> _STATED TASK_
Reproduce every one of the following items line for line, keeping each word, number, and punctuation mark unchanged.

※ ※ ※

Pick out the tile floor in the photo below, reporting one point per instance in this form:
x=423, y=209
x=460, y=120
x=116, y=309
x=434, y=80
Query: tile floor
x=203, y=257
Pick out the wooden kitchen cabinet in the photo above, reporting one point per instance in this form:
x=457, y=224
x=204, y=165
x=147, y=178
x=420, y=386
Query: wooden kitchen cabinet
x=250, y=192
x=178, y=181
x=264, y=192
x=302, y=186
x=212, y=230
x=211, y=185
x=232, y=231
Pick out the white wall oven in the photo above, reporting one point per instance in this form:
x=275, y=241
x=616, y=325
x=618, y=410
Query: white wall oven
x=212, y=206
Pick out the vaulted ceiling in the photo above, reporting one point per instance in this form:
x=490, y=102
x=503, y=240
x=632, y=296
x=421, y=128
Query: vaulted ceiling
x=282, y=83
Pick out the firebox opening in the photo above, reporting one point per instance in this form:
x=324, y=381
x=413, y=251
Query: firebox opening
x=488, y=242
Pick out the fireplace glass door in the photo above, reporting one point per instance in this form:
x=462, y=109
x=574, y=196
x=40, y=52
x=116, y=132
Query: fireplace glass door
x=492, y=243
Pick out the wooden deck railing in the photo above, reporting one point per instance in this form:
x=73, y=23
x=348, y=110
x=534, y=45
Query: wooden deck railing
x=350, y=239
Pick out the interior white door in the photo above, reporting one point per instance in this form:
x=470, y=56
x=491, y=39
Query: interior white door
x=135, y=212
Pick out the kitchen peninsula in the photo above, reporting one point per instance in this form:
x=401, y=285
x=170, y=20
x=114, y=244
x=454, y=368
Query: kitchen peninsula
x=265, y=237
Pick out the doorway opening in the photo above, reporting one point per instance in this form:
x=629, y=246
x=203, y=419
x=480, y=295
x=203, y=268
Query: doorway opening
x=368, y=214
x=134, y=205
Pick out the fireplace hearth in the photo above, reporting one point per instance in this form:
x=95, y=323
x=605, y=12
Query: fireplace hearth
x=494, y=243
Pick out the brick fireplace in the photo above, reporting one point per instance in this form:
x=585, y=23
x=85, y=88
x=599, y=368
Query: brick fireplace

※ ※ ※

> _THE RESPONSE_
Pick out the tile floor in the photo below, reporting one point per instance in this form:
x=423, y=209
x=460, y=120
x=116, y=309
x=434, y=80
Query: tile floor
x=203, y=257
Pick out the wooden kitchen cabinet in the photo above, reporting one point per instance in this form:
x=457, y=224
x=204, y=165
x=147, y=178
x=420, y=386
Query: wooden kitchen cabinet
x=250, y=192
x=178, y=181
x=264, y=192
x=302, y=186
x=212, y=230
x=211, y=185
x=232, y=231
Pick out the white wall oven in the photo above, reporting one point per instance in this form:
x=275, y=241
x=616, y=325
x=618, y=410
Query: white wall oven
x=212, y=206
Pick out the vaulted ceiling in the photo above, reporting one point per instance in this form:
x=490, y=102
x=503, y=240
x=632, y=296
x=421, y=128
Query: vaulted ceiling
x=282, y=83
Pick out the firebox opening in the photo above, reporting one point per instance in this form:
x=324, y=381
x=413, y=251
Query: firebox opening
x=488, y=242
Pick out the fireplace glass door in the photo above, reporting one point per instance in this form:
x=462, y=109
x=574, y=196
x=40, y=52
x=116, y=132
Query: fireplace glass door
x=492, y=243
Pick out the wooden deck railing in the photo above, reporting one point per instance in this form:
x=73, y=23
x=348, y=110
x=534, y=45
Query: wooden deck railing
x=350, y=239
Pick out the interior white door in the photo above, reporting one point per instance in this form:
x=470, y=56
x=491, y=39
Query: interior white door
x=135, y=212
Pick out the kitchen peninsula in the photo above, reporting one point per instance in this form:
x=401, y=285
x=170, y=20
x=114, y=244
x=454, y=368
Query: kitchen peninsula
x=265, y=237
Pick out the doorway opening in the photo above, reporting one point per instance in this form:
x=629, y=246
x=203, y=419
x=480, y=295
x=203, y=268
Query: doorway opening
x=368, y=214
x=134, y=205
Pick out the fireplace hearth in the photo above, reporting one point per instance in this form:
x=95, y=323
x=605, y=12
Query: fireplace hearth
x=494, y=243
Pick out the brick fireplace in the photo above, reporting one point per instance in this form:
x=585, y=23
x=85, y=88
x=599, y=368
Query: brick fireplace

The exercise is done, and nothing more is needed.